### Activity
Print out the entries, word for word.

=======

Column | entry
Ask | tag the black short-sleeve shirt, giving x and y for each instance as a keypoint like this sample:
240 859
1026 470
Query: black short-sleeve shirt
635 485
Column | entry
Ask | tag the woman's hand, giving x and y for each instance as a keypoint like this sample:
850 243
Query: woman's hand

=======

### Solution to this task
Column | entry
Ask | tag the black short-sleeve shirt, giving x and y for each instance as a keypoint like this sample:
240 859
1026 470
Query: black short-sleeve shirt
635 485
Column | entry
Ask | tag the woman's hand, giving x and y for each instance as a keypoint like this sample:
850 243
Query: woman's hand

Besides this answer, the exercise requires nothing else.